— START Data supplied —
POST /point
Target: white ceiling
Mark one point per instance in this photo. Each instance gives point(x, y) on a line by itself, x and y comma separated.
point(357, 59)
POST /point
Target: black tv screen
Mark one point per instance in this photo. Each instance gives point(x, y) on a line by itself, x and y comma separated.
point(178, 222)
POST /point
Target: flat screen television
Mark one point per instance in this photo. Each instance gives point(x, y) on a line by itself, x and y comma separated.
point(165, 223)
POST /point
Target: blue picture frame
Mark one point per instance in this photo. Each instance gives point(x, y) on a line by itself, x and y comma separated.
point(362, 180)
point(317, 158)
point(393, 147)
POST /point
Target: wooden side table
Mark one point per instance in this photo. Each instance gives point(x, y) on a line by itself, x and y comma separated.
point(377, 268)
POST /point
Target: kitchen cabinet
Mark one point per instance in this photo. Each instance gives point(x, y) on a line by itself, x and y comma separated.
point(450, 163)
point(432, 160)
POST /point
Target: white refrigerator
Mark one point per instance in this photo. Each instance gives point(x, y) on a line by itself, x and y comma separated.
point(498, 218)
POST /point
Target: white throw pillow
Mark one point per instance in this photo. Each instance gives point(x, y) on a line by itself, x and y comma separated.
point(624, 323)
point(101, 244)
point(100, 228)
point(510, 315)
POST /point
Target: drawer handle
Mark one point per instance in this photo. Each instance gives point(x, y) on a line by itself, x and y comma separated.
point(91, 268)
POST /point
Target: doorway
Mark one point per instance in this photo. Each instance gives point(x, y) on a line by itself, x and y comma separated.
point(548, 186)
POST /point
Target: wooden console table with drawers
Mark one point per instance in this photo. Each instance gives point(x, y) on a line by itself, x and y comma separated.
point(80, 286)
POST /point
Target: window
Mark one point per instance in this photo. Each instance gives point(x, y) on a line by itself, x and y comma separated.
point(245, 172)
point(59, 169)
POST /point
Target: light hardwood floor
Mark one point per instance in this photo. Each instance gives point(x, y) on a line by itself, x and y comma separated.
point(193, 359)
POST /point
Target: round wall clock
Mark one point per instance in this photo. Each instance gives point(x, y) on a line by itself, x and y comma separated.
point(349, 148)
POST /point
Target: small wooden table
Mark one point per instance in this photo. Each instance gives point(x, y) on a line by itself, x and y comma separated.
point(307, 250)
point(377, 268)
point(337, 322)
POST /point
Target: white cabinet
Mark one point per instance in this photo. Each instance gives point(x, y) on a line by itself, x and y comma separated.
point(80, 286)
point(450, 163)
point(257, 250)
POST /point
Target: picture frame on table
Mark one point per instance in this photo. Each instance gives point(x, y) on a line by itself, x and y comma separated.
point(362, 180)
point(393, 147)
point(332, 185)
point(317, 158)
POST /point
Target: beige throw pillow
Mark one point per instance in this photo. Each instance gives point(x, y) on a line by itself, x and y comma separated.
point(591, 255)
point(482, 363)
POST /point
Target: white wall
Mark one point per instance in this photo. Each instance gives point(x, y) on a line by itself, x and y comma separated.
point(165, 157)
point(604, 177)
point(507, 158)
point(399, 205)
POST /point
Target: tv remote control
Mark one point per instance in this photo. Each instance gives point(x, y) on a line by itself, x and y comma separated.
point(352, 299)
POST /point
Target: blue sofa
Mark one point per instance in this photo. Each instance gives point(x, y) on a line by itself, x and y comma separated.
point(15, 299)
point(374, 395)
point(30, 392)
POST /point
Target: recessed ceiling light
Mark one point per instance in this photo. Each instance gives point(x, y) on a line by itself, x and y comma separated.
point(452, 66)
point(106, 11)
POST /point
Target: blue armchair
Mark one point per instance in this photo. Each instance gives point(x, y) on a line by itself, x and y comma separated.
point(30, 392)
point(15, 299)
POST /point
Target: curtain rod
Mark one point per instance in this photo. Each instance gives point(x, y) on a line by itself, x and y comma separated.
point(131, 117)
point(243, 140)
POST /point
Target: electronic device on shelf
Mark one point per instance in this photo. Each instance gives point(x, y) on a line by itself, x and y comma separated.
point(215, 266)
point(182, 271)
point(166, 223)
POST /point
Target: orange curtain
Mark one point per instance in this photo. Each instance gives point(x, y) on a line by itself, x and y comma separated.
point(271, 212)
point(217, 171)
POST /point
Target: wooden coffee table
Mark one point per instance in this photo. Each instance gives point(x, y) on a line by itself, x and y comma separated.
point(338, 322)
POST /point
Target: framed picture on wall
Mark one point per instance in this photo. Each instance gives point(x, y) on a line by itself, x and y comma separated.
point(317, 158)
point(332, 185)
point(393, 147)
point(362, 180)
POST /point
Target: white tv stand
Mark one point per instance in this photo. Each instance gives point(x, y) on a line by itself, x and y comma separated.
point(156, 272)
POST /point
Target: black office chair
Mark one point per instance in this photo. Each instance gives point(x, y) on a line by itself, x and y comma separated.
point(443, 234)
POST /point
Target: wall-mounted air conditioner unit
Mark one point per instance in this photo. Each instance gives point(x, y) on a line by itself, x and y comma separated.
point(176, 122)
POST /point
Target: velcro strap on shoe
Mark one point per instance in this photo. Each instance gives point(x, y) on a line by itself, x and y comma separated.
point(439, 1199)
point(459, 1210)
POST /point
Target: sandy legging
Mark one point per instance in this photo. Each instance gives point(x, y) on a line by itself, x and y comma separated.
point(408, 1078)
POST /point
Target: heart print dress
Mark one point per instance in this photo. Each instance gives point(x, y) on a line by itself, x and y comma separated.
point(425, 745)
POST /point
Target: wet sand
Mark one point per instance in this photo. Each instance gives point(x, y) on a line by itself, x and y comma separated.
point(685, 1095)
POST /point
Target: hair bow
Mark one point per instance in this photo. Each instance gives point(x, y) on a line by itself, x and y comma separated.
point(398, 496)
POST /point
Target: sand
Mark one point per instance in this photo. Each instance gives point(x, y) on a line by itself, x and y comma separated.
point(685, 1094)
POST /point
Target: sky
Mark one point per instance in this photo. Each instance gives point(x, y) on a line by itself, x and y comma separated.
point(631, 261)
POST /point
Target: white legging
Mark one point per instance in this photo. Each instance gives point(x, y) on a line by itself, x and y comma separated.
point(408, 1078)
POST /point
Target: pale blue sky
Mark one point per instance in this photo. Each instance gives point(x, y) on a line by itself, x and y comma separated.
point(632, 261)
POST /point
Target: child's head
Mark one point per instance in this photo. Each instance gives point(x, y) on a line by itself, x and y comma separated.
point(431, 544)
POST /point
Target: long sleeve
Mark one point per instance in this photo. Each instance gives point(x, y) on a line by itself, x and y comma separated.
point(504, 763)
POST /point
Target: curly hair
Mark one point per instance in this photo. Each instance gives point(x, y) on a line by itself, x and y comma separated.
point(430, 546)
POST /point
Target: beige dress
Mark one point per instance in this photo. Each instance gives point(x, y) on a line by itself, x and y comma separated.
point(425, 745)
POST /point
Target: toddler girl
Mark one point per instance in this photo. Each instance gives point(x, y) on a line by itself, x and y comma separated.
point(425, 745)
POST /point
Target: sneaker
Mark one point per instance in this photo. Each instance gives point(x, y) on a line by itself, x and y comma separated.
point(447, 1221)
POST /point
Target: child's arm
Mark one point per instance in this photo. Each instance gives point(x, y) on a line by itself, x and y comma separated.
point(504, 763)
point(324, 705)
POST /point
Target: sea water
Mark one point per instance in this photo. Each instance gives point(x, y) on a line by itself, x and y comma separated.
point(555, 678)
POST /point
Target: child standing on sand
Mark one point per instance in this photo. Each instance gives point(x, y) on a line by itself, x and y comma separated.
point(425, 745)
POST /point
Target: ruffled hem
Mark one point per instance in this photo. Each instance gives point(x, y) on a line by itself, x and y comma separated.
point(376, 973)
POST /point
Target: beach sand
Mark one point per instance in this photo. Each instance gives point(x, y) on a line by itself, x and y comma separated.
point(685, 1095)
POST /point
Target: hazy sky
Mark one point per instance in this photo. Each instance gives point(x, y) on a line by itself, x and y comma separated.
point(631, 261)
— END Data supplied —
▶ _Direction_
Filter the items above, copying out each line that contains the word "screen".

▶ _Written response_
Target: black tv screen
Target: flat screen television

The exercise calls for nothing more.